---- Фрагмент страницы

В портретное сходство поэтому входит одновременно и воспроизведение отдельных черт наружности человека,- его волосы, фигура и т.д. (т. е. то, что обычно только и имели в виду иконопочитатели), но вместе с его духовным ликом. Нельзя изображать человека помимо этой его духоносности. Нельзя рассматривать тело..., отдельно от живущего в нем духа: без него оно даже и не существует как тело. Оно есть не только нераздельное от него вместилище и орудие духа, но оно есть и его образ. Тело всякого человека есть нерукотворная икона его духа, а изображение человека, его портрет есть искусственная, рукотворная икона этой иконы. И в ней изображается не только тело, но и дух, живущий в теле, или, что то же, видимый телесный образ невидимого духа и его состояний. Разумеется, именно в этом видении лика в лице и даже в личине, и в свидетельстве о нем в образе и заключается задача искусства.

              С точки зрения Козлова, изображение и выражение представляют собой две стороны эстетического выражения. В зависимости от того, какая сущность подлежит воплощению – природного объекта или духовной реальности личности, - на первый план выступает либо изобразительная (имитационная), либо выразительная (экспрессионная) тенденции.

--------
---- Показанные записи

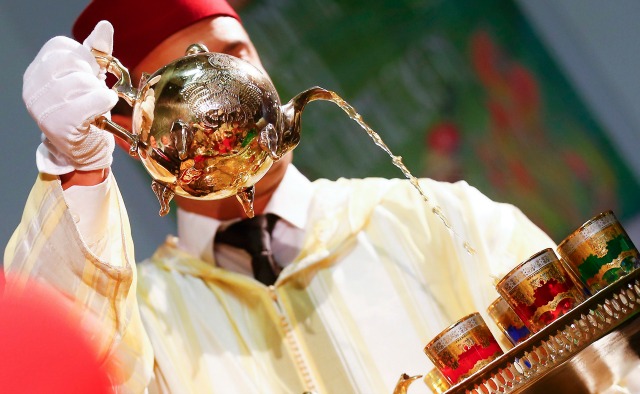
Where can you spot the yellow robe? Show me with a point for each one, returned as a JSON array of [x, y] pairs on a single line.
[[378, 277]]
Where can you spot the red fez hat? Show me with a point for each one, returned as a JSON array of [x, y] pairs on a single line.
[[140, 25]]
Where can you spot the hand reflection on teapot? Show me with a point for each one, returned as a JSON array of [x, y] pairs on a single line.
[[208, 125]]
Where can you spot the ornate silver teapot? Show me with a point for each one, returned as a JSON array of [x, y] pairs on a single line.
[[208, 125]]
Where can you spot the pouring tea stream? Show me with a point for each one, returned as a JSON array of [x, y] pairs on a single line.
[[210, 125]]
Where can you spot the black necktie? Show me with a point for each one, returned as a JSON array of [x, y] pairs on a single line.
[[254, 236]]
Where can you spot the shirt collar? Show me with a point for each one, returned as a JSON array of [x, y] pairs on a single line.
[[290, 202]]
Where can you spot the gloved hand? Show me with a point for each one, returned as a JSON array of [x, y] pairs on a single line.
[[64, 90]]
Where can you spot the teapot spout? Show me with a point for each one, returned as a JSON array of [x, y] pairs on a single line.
[[292, 113]]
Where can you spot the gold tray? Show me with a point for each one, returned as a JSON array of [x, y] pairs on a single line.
[[585, 351]]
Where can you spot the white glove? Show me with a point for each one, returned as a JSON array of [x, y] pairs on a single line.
[[64, 91]]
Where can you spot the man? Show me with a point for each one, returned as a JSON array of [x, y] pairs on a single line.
[[368, 273]]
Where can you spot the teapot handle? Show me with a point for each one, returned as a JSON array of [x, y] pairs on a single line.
[[125, 90]]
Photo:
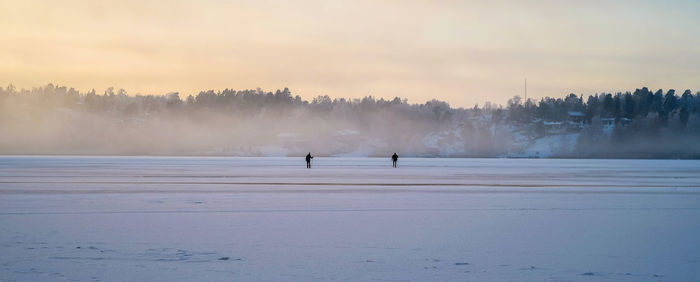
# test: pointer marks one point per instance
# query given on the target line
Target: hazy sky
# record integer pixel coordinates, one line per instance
(463, 52)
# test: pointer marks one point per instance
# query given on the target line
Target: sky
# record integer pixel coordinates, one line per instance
(462, 52)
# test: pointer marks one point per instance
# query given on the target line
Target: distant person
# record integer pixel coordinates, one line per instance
(308, 160)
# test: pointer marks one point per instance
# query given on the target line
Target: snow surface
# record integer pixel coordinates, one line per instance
(350, 219)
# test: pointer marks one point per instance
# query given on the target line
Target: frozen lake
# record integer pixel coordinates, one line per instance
(347, 219)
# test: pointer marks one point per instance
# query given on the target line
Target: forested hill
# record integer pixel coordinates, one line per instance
(60, 120)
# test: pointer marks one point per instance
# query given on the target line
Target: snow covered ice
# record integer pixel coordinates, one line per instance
(349, 219)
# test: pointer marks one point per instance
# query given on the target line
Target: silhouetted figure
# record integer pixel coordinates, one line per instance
(308, 160)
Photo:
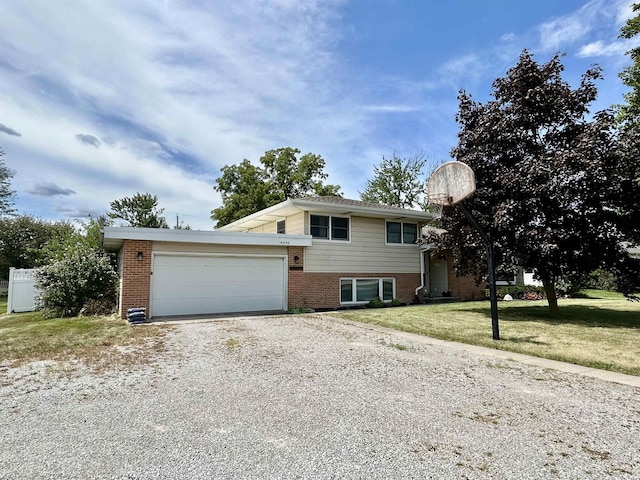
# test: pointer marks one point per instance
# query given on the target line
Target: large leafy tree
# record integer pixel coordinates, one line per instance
(141, 210)
(6, 194)
(25, 241)
(283, 174)
(551, 192)
(630, 112)
(397, 182)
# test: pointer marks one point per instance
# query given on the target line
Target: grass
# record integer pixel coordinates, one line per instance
(100, 342)
(600, 331)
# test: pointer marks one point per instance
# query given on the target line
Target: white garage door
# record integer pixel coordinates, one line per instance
(196, 284)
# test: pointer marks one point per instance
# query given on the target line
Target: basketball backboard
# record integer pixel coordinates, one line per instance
(451, 183)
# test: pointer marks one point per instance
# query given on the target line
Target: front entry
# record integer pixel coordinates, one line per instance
(438, 276)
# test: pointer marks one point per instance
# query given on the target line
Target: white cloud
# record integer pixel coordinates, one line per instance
(599, 49)
(212, 82)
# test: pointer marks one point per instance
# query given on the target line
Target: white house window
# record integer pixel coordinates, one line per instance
(402, 233)
(506, 279)
(363, 290)
(330, 228)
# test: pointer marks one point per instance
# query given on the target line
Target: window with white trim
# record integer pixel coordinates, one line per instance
(402, 233)
(363, 290)
(329, 228)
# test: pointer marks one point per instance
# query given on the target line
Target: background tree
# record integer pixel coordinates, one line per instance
(630, 112)
(398, 182)
(24, 240)
(246, 188)
(141, 210)
(550, 190)
(6, 194)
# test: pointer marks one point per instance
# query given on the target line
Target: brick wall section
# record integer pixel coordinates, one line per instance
(322, 290)
(464, 287)
(136, 275)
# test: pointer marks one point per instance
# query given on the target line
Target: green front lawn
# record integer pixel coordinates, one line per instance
(601, 332)
(99, 341)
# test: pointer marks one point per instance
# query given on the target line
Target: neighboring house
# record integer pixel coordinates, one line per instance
(321, 253)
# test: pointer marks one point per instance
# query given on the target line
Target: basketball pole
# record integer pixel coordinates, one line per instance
(493, 296)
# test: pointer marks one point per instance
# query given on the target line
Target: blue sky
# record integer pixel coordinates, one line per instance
(100, 99)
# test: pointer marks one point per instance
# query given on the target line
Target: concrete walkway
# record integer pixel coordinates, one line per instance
(606, 375)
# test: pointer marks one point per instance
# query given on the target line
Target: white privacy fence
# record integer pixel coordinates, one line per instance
(22, 290)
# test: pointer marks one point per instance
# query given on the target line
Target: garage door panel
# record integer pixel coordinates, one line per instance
(184, 284)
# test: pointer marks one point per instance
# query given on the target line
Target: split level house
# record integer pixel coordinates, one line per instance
(316, 252)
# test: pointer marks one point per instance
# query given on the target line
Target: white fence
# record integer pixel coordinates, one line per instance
(22, 290)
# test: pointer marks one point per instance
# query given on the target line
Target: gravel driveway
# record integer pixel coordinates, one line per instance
(312, 397)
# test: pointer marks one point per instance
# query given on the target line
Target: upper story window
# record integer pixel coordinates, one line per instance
(330, 228)
(402, 233)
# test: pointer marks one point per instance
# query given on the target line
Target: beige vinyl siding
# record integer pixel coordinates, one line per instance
(366, 253)
(294, 225)
(266, 228)
(224, 249)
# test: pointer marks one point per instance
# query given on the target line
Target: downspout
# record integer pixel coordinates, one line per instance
(421, 273)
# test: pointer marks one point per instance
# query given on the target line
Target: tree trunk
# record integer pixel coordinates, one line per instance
(552, 299)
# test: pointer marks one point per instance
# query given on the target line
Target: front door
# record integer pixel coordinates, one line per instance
(438, 277)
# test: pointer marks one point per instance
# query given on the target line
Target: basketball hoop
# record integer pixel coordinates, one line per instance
(451, 183)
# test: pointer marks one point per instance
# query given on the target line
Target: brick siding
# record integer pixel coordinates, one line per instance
(322, 290)
(136, 276)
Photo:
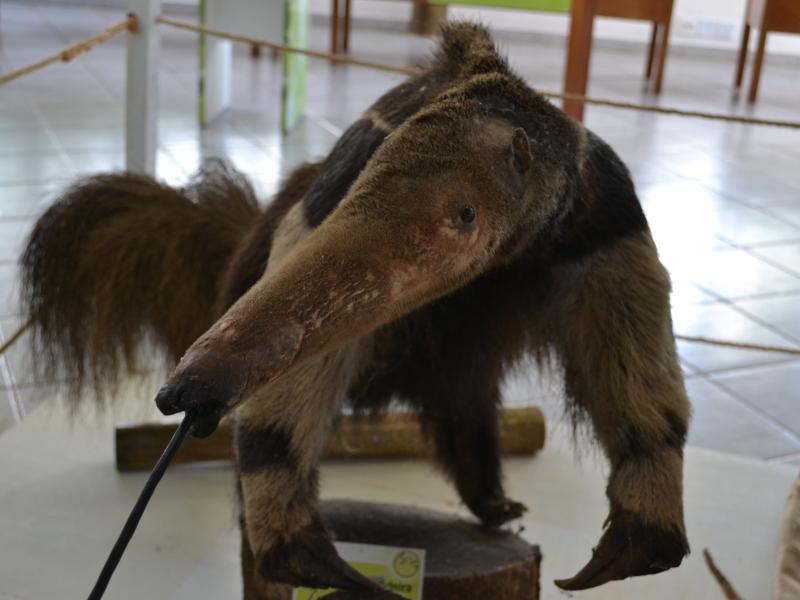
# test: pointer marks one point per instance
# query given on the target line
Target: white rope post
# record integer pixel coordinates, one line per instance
(141, 97)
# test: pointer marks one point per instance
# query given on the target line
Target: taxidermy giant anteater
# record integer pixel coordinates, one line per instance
(461, 224)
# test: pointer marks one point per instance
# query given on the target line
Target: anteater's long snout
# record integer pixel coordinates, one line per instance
(327, 293)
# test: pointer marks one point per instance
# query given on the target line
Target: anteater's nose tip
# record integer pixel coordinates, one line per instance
(167, 400)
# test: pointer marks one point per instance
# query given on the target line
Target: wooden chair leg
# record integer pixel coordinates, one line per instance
(759, 61)
(651, 51)
(578, 54)
(346, 35)
(662, 55)
(740, 62)
(334, 26)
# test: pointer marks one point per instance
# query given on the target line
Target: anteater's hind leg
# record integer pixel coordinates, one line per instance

--------

» Задание A
Перечислите все определения тела человека, которые даёт фрагмент о портретном сходстве в двух предложениях: в начинающемся словами «Оно есть не только» и в начинающемся словами «Тело всякого человека».
» Задание B
Перепечатайте из фрагмента о портретном сходстве отрывок от слов «С точки зрения» до слов «выразительная (экспрессионная) тенденции.» включительно.

» Ответ A
- нераздельное от духа вместилище духа
- орудие духа
- образ духа
- нерукотворная икона духа

» Ответ B
С точки зрения Козлова, изображение и выражение представляют собой две стороны эстетического выражения. В зависимости от того, какая сущность подлежит воплощению – природного объекта или духовной реальности личности, - на первый план выступает либо изобразительная (имитационная), либо выразительная (экспрессионная) тенденции.